PROBLEM STATEMENT. From the data below, repeat exactly the lines from the line with "Mark one point on each instance of the wet" to the line with "Mark one point on each instance of the white cloud", both included.

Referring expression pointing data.
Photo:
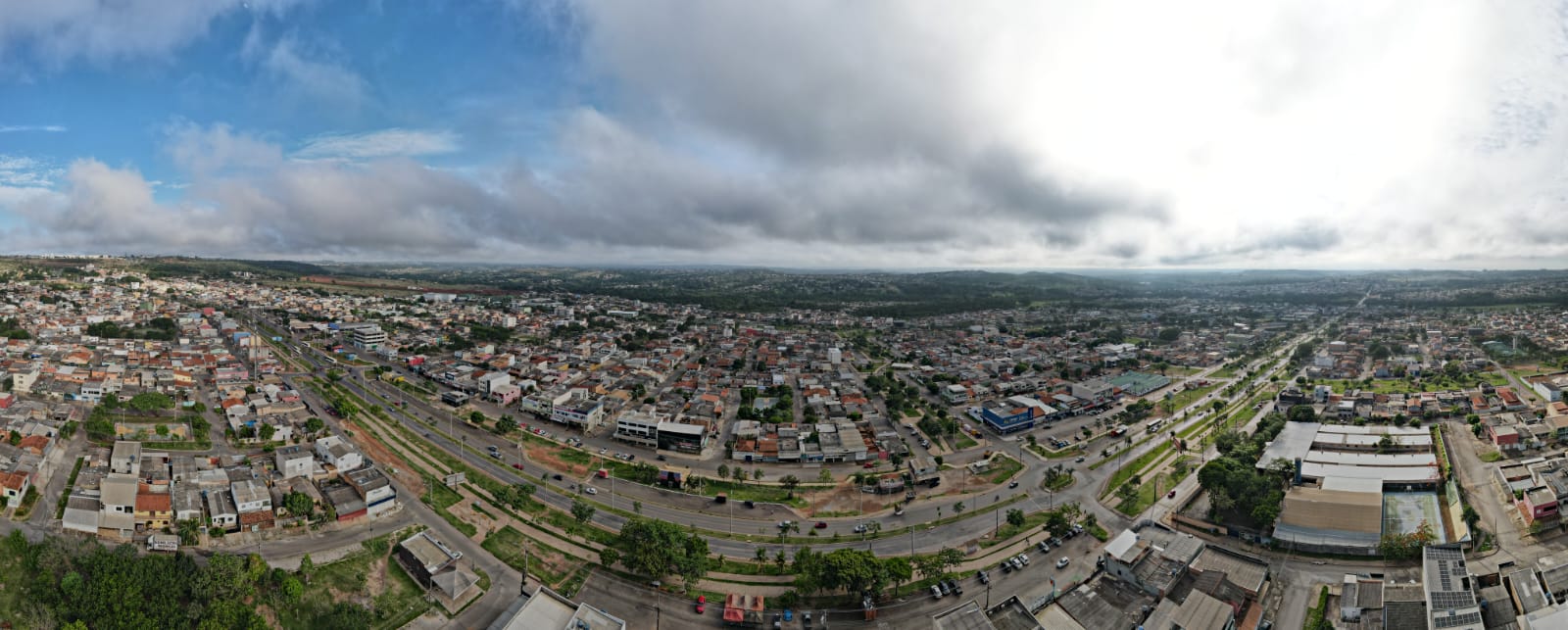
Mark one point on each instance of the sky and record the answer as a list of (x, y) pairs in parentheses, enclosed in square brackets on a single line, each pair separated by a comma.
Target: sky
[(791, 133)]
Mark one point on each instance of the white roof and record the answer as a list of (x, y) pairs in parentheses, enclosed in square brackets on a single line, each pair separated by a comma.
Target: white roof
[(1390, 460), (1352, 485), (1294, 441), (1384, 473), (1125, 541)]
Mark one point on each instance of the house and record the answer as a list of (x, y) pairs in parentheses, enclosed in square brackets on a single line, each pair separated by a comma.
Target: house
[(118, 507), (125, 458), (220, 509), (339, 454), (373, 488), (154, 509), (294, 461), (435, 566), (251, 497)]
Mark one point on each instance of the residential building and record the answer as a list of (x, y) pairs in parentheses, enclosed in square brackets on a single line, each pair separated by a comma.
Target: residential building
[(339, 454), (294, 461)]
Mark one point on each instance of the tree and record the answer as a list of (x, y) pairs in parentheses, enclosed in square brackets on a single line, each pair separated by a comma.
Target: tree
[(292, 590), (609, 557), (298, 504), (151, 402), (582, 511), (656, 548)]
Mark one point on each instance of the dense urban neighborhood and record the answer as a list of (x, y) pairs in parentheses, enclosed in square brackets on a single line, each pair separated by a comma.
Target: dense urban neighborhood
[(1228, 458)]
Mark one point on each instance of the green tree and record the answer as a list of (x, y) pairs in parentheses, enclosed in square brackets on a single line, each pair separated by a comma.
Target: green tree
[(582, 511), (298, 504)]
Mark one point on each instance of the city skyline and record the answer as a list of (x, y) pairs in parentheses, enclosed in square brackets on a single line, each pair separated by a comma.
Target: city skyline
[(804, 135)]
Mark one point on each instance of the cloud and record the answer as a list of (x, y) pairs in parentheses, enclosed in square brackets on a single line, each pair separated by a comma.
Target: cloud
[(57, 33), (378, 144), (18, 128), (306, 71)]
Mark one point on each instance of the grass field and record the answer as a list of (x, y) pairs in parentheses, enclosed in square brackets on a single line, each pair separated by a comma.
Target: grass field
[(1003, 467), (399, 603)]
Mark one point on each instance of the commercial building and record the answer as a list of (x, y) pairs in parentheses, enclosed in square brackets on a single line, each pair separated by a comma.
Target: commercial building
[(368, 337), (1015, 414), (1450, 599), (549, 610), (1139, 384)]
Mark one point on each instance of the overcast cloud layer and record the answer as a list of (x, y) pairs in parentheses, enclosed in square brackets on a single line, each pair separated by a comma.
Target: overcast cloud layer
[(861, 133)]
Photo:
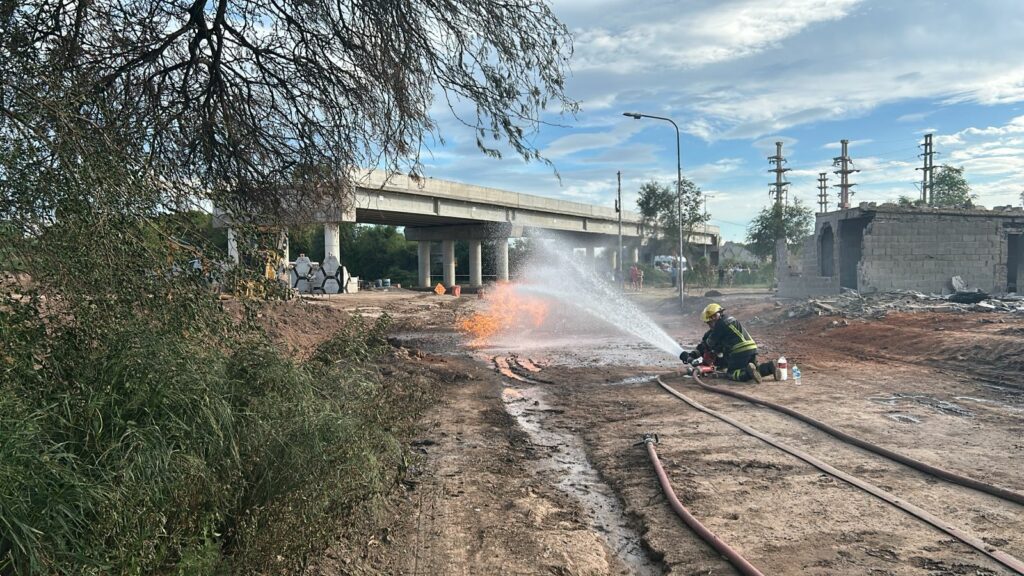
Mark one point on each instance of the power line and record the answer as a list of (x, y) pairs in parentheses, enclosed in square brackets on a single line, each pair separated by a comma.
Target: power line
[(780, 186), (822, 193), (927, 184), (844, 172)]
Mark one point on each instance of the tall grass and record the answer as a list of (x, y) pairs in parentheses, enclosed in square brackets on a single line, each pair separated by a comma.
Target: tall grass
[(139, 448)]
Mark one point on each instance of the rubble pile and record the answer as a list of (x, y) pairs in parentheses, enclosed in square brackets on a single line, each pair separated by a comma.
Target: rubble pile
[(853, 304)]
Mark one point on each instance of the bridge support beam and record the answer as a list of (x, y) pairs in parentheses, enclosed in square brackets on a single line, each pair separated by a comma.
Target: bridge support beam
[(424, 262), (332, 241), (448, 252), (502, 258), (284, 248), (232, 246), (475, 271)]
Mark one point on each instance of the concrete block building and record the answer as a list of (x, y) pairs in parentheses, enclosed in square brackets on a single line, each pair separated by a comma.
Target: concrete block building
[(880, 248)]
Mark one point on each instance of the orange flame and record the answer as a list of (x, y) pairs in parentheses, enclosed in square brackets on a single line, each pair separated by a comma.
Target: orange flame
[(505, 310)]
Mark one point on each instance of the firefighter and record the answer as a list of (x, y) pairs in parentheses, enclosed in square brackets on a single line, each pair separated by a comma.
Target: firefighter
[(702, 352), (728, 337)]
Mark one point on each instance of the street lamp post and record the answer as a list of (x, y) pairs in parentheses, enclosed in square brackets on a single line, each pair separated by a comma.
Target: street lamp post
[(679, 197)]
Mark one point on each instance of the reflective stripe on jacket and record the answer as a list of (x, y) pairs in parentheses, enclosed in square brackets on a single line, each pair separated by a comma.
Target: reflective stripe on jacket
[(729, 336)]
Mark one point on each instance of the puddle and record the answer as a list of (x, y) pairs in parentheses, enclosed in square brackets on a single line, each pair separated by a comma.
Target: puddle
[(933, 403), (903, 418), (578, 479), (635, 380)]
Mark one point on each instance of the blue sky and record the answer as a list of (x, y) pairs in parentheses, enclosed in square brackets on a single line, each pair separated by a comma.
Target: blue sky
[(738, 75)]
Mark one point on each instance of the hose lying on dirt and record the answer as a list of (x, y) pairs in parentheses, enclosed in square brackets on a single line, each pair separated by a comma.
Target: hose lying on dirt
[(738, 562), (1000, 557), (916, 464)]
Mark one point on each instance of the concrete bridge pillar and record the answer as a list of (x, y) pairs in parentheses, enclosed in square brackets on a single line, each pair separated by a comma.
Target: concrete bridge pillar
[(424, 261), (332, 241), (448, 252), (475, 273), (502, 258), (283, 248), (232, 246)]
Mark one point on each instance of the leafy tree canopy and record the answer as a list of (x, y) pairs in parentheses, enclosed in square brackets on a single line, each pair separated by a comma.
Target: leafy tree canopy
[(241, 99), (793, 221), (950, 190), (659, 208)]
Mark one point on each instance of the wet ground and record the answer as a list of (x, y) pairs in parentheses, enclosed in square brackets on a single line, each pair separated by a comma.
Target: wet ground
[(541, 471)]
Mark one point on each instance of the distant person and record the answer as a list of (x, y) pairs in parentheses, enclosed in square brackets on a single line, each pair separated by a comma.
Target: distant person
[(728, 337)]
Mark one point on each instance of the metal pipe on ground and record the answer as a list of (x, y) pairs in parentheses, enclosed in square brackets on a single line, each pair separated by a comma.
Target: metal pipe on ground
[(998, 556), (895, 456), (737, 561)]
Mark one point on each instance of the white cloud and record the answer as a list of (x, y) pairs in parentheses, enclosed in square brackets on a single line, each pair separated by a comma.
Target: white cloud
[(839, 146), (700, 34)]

--

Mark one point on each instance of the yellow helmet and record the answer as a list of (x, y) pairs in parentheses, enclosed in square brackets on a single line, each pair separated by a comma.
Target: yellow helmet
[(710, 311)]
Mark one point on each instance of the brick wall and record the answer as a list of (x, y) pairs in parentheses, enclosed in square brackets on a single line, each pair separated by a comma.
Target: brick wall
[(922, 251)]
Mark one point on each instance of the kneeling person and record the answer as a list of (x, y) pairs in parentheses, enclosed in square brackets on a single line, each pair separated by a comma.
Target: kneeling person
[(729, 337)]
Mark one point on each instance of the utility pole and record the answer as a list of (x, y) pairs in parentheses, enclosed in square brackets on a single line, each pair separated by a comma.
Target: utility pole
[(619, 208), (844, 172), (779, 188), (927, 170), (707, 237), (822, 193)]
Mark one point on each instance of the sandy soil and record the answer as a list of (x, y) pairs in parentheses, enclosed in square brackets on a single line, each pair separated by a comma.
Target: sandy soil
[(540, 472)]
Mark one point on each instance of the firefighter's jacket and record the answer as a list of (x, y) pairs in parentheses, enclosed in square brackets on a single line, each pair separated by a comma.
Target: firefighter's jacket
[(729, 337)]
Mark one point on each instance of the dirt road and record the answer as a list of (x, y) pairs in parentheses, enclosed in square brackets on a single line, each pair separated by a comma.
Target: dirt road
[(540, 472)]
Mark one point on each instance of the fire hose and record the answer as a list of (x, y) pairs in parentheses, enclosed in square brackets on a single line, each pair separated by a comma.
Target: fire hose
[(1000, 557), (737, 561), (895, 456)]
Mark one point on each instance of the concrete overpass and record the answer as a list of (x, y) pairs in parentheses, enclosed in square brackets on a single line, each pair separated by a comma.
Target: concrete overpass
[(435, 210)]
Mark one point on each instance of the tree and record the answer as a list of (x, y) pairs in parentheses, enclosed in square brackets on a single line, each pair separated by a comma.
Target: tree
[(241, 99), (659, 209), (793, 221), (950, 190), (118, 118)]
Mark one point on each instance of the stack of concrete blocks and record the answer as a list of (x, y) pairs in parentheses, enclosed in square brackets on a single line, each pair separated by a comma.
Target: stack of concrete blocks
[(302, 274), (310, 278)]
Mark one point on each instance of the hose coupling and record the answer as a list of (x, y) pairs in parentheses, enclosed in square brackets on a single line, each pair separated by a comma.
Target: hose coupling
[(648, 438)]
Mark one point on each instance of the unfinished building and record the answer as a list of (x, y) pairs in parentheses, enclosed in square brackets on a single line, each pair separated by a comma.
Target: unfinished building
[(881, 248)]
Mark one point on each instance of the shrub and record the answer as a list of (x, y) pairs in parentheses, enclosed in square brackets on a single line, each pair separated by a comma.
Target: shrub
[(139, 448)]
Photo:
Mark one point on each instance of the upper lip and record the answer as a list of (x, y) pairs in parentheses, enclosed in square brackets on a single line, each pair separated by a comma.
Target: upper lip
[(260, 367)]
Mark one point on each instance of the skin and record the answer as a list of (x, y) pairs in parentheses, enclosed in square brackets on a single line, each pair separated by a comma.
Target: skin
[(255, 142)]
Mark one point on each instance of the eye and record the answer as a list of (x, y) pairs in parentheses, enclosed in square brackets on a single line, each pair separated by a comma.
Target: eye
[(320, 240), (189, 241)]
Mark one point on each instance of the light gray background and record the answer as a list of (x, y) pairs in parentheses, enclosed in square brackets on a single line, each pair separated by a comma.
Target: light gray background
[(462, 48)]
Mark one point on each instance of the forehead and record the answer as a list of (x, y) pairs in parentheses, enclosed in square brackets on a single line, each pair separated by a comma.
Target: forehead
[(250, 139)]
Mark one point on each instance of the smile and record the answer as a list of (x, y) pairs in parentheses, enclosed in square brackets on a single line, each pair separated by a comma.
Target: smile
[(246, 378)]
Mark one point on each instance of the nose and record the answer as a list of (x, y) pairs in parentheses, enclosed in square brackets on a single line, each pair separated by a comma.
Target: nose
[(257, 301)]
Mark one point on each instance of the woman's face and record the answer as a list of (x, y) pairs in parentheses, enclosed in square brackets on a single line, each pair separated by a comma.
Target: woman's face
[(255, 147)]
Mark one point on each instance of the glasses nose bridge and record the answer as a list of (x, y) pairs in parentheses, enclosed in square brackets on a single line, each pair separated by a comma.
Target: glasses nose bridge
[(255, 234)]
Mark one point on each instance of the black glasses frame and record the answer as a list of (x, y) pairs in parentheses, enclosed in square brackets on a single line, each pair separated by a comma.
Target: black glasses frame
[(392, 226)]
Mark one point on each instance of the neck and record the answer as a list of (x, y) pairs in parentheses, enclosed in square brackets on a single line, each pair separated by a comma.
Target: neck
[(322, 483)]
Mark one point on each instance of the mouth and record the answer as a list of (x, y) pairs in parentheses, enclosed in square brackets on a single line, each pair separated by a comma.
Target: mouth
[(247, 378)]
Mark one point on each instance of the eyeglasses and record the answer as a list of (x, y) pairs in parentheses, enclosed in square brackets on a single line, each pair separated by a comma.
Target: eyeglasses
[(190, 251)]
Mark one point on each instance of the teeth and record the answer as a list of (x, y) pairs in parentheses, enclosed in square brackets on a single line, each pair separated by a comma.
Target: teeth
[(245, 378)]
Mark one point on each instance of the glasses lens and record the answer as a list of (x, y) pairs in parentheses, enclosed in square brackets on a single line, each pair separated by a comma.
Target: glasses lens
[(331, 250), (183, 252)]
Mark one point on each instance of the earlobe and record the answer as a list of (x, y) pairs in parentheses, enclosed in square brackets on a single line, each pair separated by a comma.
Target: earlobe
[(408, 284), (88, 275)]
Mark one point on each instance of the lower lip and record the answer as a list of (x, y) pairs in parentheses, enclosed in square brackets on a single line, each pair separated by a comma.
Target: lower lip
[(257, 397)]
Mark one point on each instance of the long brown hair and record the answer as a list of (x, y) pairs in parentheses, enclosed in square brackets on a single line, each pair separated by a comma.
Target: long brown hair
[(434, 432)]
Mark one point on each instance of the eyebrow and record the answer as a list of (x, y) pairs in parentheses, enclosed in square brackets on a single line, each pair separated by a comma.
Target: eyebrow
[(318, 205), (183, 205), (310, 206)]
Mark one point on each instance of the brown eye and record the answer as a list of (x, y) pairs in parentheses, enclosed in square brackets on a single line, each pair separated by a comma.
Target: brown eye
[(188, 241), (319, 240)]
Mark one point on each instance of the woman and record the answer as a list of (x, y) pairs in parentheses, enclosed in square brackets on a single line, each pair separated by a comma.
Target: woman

RESULT OF THE TASK.
Mark one point on each instance of the wet ground and record the answer as a list of (x, y) pairs in parentheses, enclosed in square brackets on a single line, each pair separated by a comma.
Target: wet ground
[(541, 471)]
Mark one point on each instance of the distant person and record the answer as a list of (x, y) pairs in parentheses, enclosed in square brackets on a single line, each pair separated by a comma.
Target: distant person
[(728, 337)]
Mark one point on each instance of the metal pipe on ground and record the answer as a list of (x, y) pairs in parentheses, enclosed in square brackets on a single line, each pair separated by a comma.
Target: metal pipe on ground
[(998, 556), (895, 456), (737, 561)]
Mark one point on each instance of the white cloud and record the answer as a list of (x, y) pairs in parentheses, enclosed in square brackets on a single line, each pair separated by a comma.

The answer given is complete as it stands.